EXERCISE OBJECTIVE: Please carry on the blog post below about compile-time benchmarks on two CPUs, starting right after its last sentence.

Faster Compile Times Through Parallel Compilation on Multiple Cores? (With Benchmarks)
I currently have access to PCs which are of totally different form factors—one being a desktop-PC, the other being a laptop-PC—and actually have pretty different CPUs—the former featuring a (then-high end) AMD Ryzen AMD Ryzen 9 3900X with 12 physical cores, the latter featuring a (currently mid-tier, and mobile) Intel Core i5-1135G7 with four physical cores—and during programming, I actually expected long waiting times and my patience being put to the test when programming with the mobile i5-1135G7. However, I have to say that for many tasks, I can not feel any difference between the two PCs. Taking a closer look at how the two very different CPUs compare to each other on UserBenchmark reveals very similar single-core scores for these two CPUs, with actually the i5-1135G7 being attributed a 8% higher single-core score compared to the 3900X.
But what about the huge difference in number of cores? Don’t programmers always need a lot of cores? Let us find out by doing some compile time benchmarks, shall we?!
In this blog post, I will compare the Ryzen 9 3900X with the Core i5-1135G7 in terms of compile times across different projects. The comparisons will not be 100% fair because I will not test them with exactly the same hardware components for SSD, RAM, and suchlike. I.e., it will not exactly be an apples to apples comparison. But the hardware specifications are not too different from each other, so at least overall performance trends should become visible. Table 1 shows a comparison of the two systems’ SSD speeds as determined with CrystalDiskMark. While they are not exactly the same, they definitely play in the same ball park which should be sufficient for receiving an impression of performance trends in terms of compile times later on.

INFORMATION SHOWN:
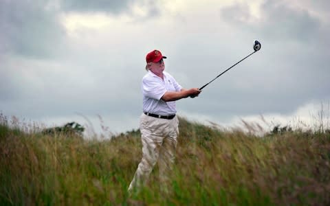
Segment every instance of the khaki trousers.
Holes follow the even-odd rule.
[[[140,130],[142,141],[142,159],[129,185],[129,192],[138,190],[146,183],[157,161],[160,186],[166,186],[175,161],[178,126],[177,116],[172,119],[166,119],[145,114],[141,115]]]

EXPECTED OUTPUT:
Benchmark | Desktop Read | Desktop Write | Laptop Read | Laptop Write |
---|---|---|---|---|
SEQ1M Q8T1 | 1802 MB/s | 1705 MB/s | 2478 MB/s | 1789 MB/s |
SEQ1M Q1T1 | 1603 MB/s | 1591 MB/s | 1580 MB/s | 1477 MB/s |
RND4K Q32T1 | 551 MB/s | 445 MB/s | 318 MB/s | 366 MB/s |
RND4K Q1T1 | 51 MB/s | 170 MB/s | 42 MB/s | 97 MB/s |
Table 1: Read and write speeds of the different SSDs from the two different systems.
Before studying compile times, let us take a look at benchmark results from PCMark 10 in Table 2. The tests were performed once on the desktoop-PC, and twice on the laptop-PC: once plugged in, and once running on battery.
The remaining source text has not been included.